■ **Set task**:
Reproduce the lines of the material below verbatim, from the line containing "If I wanted to draw a box around the man holding" through the line containing "[291,246,330,292]", including both of those lines.

(Extracted data entries)
----------

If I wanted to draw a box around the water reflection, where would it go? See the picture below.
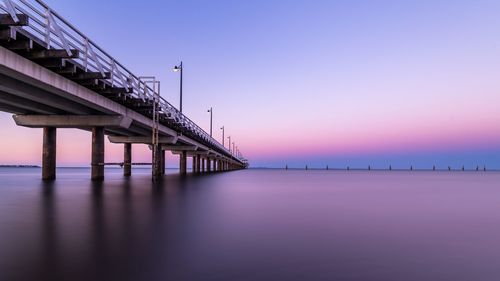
[0,170,500,281]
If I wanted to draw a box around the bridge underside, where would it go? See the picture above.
[0,14,244,180]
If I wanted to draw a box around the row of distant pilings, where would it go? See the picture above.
[285,165,487,171]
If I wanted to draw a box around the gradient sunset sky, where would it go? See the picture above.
[0,0,500,169]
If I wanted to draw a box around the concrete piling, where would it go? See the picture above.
[91,127,104,181]
[42,127,57,180]
[160,149,167,175]
[179,150,187,175]
[123,143,132,177]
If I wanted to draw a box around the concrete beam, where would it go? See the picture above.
[161,145,198,152]
[13,115,132,128]
[108,136,177,144]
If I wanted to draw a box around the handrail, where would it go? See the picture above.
[0,0,246,163]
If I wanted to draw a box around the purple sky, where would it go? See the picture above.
[0,0,500,168]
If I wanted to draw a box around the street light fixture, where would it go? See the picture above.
[207,107,213,137]
[173,61,183,113]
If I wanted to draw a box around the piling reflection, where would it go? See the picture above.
[0,170,500,281]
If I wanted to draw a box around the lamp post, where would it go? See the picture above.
[173,61,183,113]
[207,107,213,137]
[220,126,224,147]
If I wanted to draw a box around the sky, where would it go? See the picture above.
[0,0,500,168]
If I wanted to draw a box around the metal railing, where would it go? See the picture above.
[0,0,245,162]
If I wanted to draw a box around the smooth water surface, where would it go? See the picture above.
[0,168,500,281]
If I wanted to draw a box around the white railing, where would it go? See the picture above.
[0,0,245,162]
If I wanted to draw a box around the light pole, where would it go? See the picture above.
[207,107,213,137]
[220,126,224,147]
[173,61,183,113]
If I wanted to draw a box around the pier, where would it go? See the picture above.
[0,0,248,181]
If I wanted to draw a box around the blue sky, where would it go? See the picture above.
[0,0,500,168]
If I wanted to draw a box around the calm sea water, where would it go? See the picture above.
[0,168,500,281]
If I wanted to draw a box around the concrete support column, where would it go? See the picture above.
[160,149,167,175]
[151,144,163,180]
[191,155,198,173]
[179,151,187,175]
[196,155,201,173]
[91,127,104,180]
[42,127,57,180]
[123,143,132,177]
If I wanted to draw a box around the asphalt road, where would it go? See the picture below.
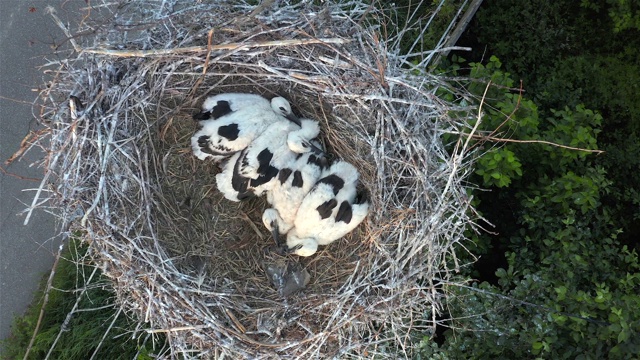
[0,0,73,348]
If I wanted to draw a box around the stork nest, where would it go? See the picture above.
[27,0,480,359]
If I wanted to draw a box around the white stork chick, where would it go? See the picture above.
[216,149,278,201]
[262,152,327,239]
[191,94,299,162]
[239,119,324,179]
[193,93,279,121]
[270,161,369,256]
[216,119,324,201]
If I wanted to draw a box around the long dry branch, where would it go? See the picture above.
[81,38,351,58]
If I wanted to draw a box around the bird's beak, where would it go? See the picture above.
[271,221,280,246]
[286,112,302,126]
[305,141,324,157]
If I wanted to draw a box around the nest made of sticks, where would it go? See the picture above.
[29,0,480,358]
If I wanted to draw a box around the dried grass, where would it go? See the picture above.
[27,0,480,359]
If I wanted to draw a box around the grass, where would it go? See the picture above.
[0,240,163,360]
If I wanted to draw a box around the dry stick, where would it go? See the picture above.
[0,166,42,182]
[461,134,605,154]
[458,80,605,154]
[82,38,351,57]
[23,241,64,360]
[89,305,122,360]
[471,80,524,153]
[45,6,82,52]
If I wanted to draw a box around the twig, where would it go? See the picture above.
[46,6,81,52]
[0,166,42,182]
[82,38,351,58]
[23,240,64,360]
[458,133,605,154]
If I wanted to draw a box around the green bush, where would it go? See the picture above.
[2,241,164,360]
[421,57,640,359]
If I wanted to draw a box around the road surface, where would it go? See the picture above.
[0,0,75,348]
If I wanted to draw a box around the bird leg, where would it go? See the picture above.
[271,220,282,247]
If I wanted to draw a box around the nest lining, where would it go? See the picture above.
[28,0,480,358]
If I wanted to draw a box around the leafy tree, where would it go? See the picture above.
[422,57,640,359]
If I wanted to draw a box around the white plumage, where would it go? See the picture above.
[262,146,327,239]
[240,119,322,179]
[191,94,299,161]
[216,119,322,201]
[270,161,369,256]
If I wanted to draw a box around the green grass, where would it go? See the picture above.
[0,240,164,360]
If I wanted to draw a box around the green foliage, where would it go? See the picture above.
[580,0,640,32]
[2,241,162,360]
[476,148,522,187]
[421,57,640,359]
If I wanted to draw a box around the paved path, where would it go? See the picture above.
[0,0,71,348]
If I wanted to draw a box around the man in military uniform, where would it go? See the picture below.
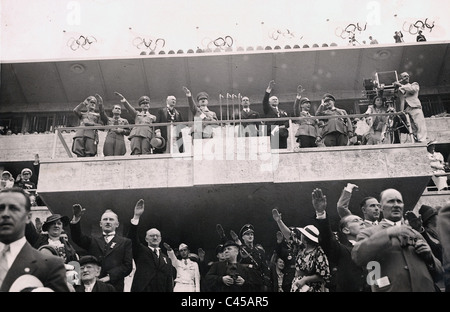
[98,98,130,156]
[114,92,156,155]
[72,94,101,157]
[238,224,270,291]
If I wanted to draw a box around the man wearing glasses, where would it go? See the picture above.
[128,199,175,292]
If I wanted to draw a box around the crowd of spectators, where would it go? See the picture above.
[0,183,450,292]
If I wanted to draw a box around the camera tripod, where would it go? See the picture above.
[381,112,415,144]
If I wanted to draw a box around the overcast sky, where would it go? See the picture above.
[0,0,450,61]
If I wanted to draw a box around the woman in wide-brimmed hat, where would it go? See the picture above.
[25,214,78,264]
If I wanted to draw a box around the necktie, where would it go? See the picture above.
[0,245,10,286]
[103,234,113,243]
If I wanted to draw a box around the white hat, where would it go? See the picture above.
[300,225,319,243]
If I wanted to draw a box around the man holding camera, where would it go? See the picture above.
[394,72,427,142]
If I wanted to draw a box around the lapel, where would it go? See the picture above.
[2,242,37,291]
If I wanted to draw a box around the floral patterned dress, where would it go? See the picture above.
[291,246,330,292]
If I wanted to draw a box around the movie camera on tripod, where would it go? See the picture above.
[363,70,398,112]
[363,70,413,143]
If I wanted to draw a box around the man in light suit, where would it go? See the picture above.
[394,72,427,142]
[70,204,133,292]
[235,96,261,137]
[263,80,289,149]
[0,188,69,292]
[337,183,381,226]
[128,199,174,292]
[153,95,184,154]
[352,189,443,292]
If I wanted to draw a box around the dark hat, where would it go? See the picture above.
[216,244,223,255]
[222,240,240,251]
[300,225,319,243]
[9,274,44,292]
[78,255,102,266]
[419,205,438,224]
[300,98,311,105]
[239,224,255,237]
[42,213,70,231]
[197,92,209,101]
[138,95,150,105]
[322,93,336,102]
[150,136,166,149]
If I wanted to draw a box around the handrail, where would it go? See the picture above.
[52,112,414,158]
[57,112,405,131]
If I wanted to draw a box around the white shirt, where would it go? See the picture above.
[103,232,116,244]
[167,250,200,292]
[84,281,95,292]
[149,246,160,257]
[0,236,27,269]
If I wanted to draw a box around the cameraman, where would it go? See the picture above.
[394,72,427,142]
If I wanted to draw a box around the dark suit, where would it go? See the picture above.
[128,223,174,292]
[235,109,261,137]
[437,202,450,292]
[263,92,289,149]
[70,221,133,292]
[317,218,370,292]
[0,242,69,292]
[153,106,184,154]
[352,220,443,292]
[73,280,116,292]
[316,105,353,146]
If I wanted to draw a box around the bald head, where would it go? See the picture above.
[145,228,161,247]
[380,188,404,222]
[166,95,177,108]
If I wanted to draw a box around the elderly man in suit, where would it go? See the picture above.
[263,80,289,149]
[312,189,370,292]
[316,93,353,146]
[0,187,70,292]
[235,96,261,137]
[128,199,174,292]
[69,204,133,292]
[154,95,184,154]
[352,189,443,292]
[337,183,381,226]
[394,72,427,142]
[74,255,116,292]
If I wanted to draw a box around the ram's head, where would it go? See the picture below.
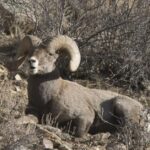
[17,35,81,74]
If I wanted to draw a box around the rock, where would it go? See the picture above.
[43,138,54,149]
[91,146,106,150]
[59,143,72,150]
[106,143,127,150]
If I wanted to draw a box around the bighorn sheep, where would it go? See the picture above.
[17,35,143,137]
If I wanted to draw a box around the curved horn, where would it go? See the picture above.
[48,35,81,72]
[16,35,42,67]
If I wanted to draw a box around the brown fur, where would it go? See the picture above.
[15,36,143,137]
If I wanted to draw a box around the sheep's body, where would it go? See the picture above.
[17,35,143,136]
[28,71,142,136]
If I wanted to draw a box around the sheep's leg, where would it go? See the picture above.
[75,116,94,137]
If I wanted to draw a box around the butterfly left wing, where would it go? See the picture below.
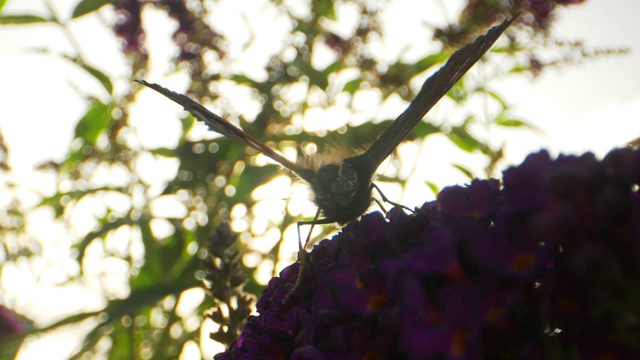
[134,80,309,181]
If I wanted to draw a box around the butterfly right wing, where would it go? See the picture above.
[364,13,519,173]
[134,80,309,181]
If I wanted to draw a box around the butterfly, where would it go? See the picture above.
[135,14,518,228]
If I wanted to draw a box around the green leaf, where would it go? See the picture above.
[496,118,529,127]
[342,78,362,94]
[0,15,50,25]
[71,0,114,19]
[446,125,483,152]
[75,101,111,145]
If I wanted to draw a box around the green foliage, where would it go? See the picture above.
[0,15,51,25]
[71,0,115,19]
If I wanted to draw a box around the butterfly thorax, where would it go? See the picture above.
[309,155,372,224]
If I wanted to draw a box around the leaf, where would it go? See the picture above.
[342,78,362,94]
[496,118,529,127]
[75,101,111,145]
[71,0,114,19]
[446,126,483,152]
[0,15,50,25]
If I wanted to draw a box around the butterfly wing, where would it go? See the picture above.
[364,14,519,169]
[134,80,308,180]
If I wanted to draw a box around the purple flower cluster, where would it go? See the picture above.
[215,149,640,360]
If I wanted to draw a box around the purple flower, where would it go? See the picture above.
[216,149,640,359]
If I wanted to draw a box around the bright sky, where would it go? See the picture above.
[0,0,640,360]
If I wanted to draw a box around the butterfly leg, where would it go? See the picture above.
[283,209,328,303]
[371,183,415,213]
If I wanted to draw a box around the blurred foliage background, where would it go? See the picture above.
[0,0,611,359]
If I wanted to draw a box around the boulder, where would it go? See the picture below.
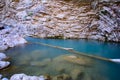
[16,11,28,20]
[0,61,10,69]
[2,78,9,80]
[0,53,7,60]
[10,73,45,80]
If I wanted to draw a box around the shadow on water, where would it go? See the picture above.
[0,38,120,80]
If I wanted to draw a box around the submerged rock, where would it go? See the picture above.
[0,53,10,69]
[0,53,7,61]
[0,61,10,69]
[10,73,42,80]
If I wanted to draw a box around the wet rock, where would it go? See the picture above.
[56,13,66,19]
[0,53,7,60]
[10,73,27,80]
[10,73,42,80]
[53,74,72,80]
[71,69,85,80]
[0,61,10,69]
[64,55,92,66]
[2,78,9,80]
[0,74,2,79]
[16,11,28,20]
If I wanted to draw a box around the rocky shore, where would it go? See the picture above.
[0,0,120,80]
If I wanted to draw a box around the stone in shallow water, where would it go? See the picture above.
[2,78,9,80]
[70,69,84,80]
[0,53,7,60]
[0,61,10,69]
[64,55,92,66]
[10,73,42,80]
[0,74,2,79]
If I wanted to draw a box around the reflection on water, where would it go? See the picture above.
[26,37,120,58]
[0,37,120,80]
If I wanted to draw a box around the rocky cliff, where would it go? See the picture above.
[0,0,120,49]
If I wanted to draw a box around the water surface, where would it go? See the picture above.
[0,37,120,80]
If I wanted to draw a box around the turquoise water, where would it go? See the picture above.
[26,37,120,59]
[0,37,120,80]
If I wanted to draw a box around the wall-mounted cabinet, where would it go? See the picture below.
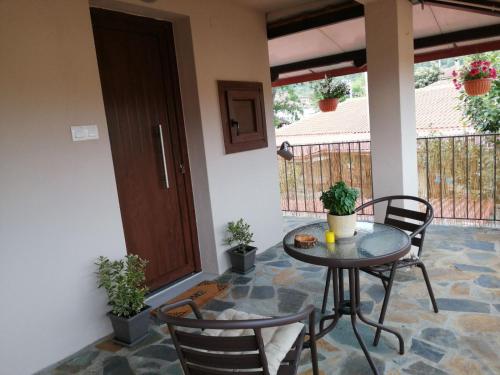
[218,81,267,154]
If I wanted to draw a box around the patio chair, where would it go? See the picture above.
[158,300,318,375]
[322,195,439,346]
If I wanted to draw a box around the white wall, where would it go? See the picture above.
[0,0,282,375]
[0,0,125,375]
[365,0,418,220]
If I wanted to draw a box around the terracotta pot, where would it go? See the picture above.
[318,98,339,112]
[327,213,356,238]
[464,78,491,96]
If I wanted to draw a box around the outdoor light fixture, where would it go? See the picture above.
[278,141,293,161]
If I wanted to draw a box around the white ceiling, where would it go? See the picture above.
[270,0,499,72]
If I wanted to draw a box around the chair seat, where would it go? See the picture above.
[203,309,305,375]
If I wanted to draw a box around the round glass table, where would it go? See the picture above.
[283,221,411,374]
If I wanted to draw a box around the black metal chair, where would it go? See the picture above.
[321,195,439,346]
[158,300,318,375]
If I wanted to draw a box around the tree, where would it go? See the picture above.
[415,63,441,89]
[459,51,500,133]
[273,85,304,128]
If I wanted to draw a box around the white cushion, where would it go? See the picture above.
[203,309,304,375]
[401,246,418,259]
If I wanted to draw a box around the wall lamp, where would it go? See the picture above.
[278,141,293,161]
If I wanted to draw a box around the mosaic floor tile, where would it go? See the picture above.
[45,217,500,375]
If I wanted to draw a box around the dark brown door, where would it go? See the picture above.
[91,9,200,289]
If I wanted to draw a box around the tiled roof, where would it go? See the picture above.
[276,80,472,145]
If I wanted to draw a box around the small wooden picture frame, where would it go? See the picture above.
[217,81,267,154]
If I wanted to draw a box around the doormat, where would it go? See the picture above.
[151,281,229,318]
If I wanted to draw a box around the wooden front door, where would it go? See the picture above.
[91,9,200,289]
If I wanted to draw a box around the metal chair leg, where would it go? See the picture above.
[321,268,332,314]
[373,262,396,346]
[417,262,439,313]
[309,310,319,375]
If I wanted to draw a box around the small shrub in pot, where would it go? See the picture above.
[320,181,359,238]
[224,219,257,273]
[96,254,150,346]
[314,77,351,112]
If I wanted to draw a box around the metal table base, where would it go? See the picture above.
[316,268,404,375]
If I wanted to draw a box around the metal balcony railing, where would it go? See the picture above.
[278,134,500,222]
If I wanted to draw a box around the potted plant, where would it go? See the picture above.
[96,255,151,346]
[452,60,497,96]
[320,181,359,238]
[224,219,257,273]
[314,77,351,112]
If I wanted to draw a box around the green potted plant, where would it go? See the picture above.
[320,181,359,238]
[314,77,351,112]
[96,255,151,346]
[224,219,257,273]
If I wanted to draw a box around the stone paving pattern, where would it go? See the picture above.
[40,217,500,375]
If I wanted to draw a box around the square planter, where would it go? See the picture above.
[108,306,151,346]
[227,246,257,274]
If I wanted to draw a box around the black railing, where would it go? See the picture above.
[278,134,500,221]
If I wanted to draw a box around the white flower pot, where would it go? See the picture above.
[327,213,357,238]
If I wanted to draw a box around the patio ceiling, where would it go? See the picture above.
[268,0,500,85]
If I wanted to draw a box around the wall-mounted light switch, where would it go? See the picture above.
[71,125,99,142]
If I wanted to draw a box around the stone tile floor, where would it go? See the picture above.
[43,217,500,375]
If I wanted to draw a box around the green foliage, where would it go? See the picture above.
[273,85,304,128]
[314,77,351,100]
[95,255,148,318]
[224,219,254,251]
[415,63,442,89]
[319,181,359,216]
[459,51,500,133]
[349,74,366,98]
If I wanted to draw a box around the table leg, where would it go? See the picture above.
[349,268,379,375]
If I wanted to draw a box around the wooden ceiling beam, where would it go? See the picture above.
[271,23,500,81]
[272,40,500,87]
[421,0,500,17]
[267,1,365,39]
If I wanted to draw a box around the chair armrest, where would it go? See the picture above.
[158,299,203,320]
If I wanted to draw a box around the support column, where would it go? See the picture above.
[365,0,418,219]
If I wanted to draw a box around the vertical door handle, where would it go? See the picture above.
[158,124,170,189]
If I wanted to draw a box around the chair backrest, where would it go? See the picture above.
[356,195,434,257]
[159,306,314,375]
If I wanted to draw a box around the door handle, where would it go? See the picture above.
[158,124,170,189]
[231,119,240,135]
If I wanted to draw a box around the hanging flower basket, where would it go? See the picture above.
[452,60,497,96]
[318,98,339,112]
[464,78,491,96]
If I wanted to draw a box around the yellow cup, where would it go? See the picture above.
[325,230,335,243]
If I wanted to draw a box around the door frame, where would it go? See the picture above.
[90,6,202,282]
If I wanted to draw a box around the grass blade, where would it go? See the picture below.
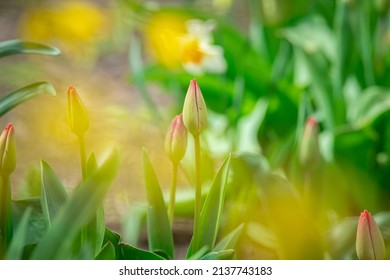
[214,224,244,251]
[94,241,115,260]
[0,82,56,117]
[32,151,119,260]
[143,150,173,258]
[187,155,230,258]
[41,160,68,229]
[5,208,32,260]
[0,40,61,58]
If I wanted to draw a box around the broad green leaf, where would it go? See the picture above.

----------

■ **Solution to this task**:
If I wanted to draw a box around the man holding camera, where would it go? See the picture above.
[394,72,427,142]
If I wanted to draw a box around the lapel, where would it go? See the picture above.
[2,242,37,291]
If I wanted to draw a box around the floral patterned dress, where would it go? See the picture above.
[291,246,330,292]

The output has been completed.